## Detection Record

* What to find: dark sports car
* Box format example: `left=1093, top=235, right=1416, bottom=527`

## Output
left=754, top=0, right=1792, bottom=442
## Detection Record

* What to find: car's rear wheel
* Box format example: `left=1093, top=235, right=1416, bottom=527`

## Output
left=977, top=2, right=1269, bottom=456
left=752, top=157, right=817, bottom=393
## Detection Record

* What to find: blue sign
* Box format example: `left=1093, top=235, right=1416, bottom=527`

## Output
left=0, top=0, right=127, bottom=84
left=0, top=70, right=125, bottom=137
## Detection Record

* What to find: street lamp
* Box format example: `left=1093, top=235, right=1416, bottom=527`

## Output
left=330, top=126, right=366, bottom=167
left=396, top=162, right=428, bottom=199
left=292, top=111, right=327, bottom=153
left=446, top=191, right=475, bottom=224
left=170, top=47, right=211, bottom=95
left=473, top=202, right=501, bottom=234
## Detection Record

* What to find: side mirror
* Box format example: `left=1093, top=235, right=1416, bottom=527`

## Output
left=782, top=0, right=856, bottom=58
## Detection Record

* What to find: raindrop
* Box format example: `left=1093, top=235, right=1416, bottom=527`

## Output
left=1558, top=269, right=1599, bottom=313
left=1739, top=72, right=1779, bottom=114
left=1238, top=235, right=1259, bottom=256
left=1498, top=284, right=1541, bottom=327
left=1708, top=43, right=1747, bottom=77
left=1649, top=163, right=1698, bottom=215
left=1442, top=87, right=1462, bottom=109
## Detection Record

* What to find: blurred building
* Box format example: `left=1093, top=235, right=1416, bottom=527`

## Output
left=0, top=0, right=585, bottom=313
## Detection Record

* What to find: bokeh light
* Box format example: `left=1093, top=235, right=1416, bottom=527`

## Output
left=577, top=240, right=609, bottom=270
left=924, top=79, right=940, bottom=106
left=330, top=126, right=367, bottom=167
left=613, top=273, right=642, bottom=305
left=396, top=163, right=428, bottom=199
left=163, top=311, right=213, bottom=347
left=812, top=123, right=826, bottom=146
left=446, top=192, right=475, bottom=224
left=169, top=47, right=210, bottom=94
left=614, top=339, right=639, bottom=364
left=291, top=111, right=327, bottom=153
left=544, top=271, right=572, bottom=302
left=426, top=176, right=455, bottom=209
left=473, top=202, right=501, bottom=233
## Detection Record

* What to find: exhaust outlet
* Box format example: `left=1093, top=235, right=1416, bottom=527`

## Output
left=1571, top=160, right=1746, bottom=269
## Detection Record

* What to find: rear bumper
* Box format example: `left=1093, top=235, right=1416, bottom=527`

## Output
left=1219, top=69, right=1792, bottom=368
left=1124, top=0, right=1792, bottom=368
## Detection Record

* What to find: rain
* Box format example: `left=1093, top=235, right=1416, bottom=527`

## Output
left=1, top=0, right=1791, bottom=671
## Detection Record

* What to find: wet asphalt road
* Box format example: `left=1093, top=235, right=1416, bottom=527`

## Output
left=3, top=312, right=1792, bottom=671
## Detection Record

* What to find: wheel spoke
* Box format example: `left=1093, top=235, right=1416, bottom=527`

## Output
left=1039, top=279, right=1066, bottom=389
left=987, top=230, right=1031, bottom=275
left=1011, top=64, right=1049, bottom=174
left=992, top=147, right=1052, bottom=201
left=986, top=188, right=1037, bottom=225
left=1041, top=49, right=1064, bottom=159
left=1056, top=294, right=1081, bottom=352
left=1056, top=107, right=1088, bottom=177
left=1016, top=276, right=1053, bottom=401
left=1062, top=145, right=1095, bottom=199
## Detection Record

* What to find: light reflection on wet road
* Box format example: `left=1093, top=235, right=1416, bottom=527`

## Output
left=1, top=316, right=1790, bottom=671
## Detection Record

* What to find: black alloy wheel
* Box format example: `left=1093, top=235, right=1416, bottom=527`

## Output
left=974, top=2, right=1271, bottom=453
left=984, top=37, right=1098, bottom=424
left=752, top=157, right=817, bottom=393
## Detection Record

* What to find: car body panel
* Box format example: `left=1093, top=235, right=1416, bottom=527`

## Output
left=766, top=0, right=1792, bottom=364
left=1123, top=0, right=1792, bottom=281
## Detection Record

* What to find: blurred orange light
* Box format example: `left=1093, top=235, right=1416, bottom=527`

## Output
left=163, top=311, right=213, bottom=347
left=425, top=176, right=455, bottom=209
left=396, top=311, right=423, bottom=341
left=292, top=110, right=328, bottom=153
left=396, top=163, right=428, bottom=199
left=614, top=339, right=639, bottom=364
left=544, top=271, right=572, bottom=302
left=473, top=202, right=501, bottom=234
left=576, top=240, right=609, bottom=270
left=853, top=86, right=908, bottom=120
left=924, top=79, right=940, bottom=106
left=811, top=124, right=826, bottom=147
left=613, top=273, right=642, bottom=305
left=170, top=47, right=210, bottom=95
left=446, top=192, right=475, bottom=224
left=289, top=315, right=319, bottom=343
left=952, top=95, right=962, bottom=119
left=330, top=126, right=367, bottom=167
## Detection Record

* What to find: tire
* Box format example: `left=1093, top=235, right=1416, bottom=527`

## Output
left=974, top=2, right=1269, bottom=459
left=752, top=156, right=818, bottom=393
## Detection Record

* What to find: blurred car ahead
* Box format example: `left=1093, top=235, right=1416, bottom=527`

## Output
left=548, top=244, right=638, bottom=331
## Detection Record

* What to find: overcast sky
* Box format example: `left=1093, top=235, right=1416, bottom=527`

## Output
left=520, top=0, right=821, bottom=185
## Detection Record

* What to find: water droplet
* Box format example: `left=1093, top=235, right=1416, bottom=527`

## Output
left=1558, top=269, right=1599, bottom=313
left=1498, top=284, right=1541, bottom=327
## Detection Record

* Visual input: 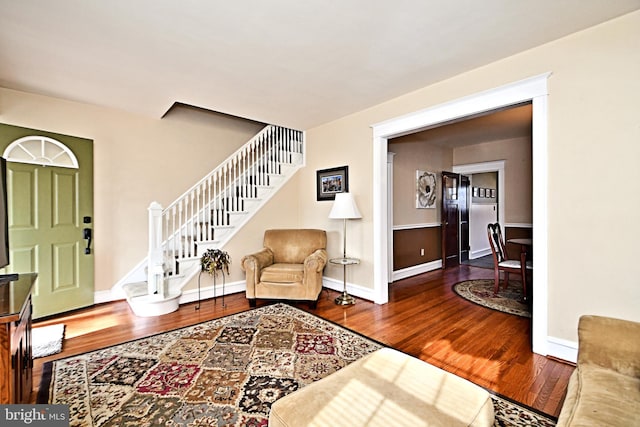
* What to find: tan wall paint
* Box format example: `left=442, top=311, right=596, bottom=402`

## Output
left=454, top=136, right=532, bottom=223
left=1, top=11, right=637, bottom=342
left=304, top=11, right=640, bottom=342
left=389, top=138, right=452, bottom=226
left=0, top=87, right=270, bottom=292
left=191, top=177, right=301, bottom=289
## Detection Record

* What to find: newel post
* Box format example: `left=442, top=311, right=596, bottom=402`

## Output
left=148, top=201, right=165, bottom=297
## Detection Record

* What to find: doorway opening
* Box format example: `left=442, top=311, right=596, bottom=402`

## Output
left=372, top=73, right=550, bottom=355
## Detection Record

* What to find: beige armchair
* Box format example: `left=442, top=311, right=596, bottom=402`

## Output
left=241, top=229, right=328, bottom=308
left=557, top=315, right=640, bottom=426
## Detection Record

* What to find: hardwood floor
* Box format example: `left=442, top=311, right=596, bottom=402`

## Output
left=31, top=264, right=573, bottom=417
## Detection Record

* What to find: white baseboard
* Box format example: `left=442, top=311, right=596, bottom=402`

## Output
left=322, top=276, right=377, bottom=302
left=179, top=280, right=245, bottom=304
left=94, top=280, right=247, bottom=306
left=391, top=260, right=442, bottom=282
left=470, top=248, right=492, bottom=259
left=94, top=289, right=122, bottom=304
left=546, top=336, right=578, bottom=364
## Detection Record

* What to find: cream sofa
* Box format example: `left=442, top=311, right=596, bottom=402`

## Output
left=557, top=315, right=640, bottom=426
left=241, top=229, right=327, bottom=308
left=269, top=348, right=495, bottom=427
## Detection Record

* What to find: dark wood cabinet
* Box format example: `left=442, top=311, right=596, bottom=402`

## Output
left=0, top=273, right=36, bottom=404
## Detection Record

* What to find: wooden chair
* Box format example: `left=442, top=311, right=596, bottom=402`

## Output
left=487, top=223, right=527, bottom=296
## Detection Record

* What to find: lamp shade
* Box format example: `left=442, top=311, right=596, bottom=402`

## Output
left=329, top=192, right=362, bottom=219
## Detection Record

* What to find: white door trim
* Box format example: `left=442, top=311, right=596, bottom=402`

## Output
left=372, top=73, right=550, bottom=356
left=453, top=160, right=506, bottom=255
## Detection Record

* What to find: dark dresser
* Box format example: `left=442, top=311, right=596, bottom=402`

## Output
left=0, top=273, right=37, bottom=403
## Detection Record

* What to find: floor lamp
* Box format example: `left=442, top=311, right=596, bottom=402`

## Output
left=329, top=192, right=362, bottom=305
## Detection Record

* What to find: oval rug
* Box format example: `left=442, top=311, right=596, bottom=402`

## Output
left=453, top=279, right=530, bottom=318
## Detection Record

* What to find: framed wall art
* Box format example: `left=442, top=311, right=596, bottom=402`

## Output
left=416, top=170, right=437, bottom=208
left=316, top=165, right=349, bottom=201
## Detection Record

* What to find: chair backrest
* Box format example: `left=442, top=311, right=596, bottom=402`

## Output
left=263, top=229, right=327, bottom=264
left=487, top=223, right=507, bottom=262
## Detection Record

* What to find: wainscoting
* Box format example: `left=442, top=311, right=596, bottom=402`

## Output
left=392, top=224, right=442, bottom=281
left=392, top=223, right=532, bottom=281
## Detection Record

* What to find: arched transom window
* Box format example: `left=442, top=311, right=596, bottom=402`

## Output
left=3, top=136, right=79, bottom=169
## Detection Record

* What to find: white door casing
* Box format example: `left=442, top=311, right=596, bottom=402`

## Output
left=372, top=73, right=550, bottom=356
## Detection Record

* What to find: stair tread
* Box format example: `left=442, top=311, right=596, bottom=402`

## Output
left=122, top=281, right=148, bottom=298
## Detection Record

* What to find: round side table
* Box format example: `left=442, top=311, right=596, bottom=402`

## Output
left=330, top=257, right=359, bottom=305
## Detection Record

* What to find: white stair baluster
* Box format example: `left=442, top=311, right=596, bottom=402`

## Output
left=125, top=125, right=304, bottom=317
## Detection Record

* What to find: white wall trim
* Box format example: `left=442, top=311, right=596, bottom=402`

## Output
left=372, top=72, right=551, bottom=356
left=505, top=223, right=533, bottom=228
left=547, top=336, right=578, bottom=364
left=453, top=160, right=505, bottom=227
left=323, top=276, right=377, bottom=302
left=387, top=152, right=396, bottom=283
left=94, top=290, right=118, bottom=304
left=393, top=260, right=443, bottom=282
left=99, top=276, right=382, bottom=308
left=470, top=248, right=492, bottom=259
left=393, top=222, right=440, bottom=230
left=179, top=280, right=246, bottom=304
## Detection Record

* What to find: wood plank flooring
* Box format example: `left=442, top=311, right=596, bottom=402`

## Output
left=31, top=264, right=574, bottom=417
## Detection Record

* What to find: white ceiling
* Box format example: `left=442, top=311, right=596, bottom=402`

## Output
left=1, top=1, right=638, bottom=130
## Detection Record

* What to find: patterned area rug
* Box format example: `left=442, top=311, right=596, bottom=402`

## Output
left=453, top=279, right=531, bottom=318
left=39, top=303, right=553, bottom=426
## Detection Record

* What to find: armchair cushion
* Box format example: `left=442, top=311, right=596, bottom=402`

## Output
left=261, top=264, right=304, bottom=283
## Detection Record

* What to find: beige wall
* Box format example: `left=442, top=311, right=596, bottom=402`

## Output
left=389, top=138, right=453, bottom=226
left=304, top=11, right=640, bottom=342
left=1, top=10, right=638, bottom=345
left=388, top=133, right=532, bottom=227
left=0, top=88, right=269, bottom=292
left=455, top=136, right=532, bottom=223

• [What you will do]: All lines of the records above with the word "white" in them are to be copied.

• [Output below]:
* What to find: white baseboard
* What to find: white door trim
* What to find: white door casing
* What to find: white stair baluster
* What to find: white wall trim
* What to find: white ceiling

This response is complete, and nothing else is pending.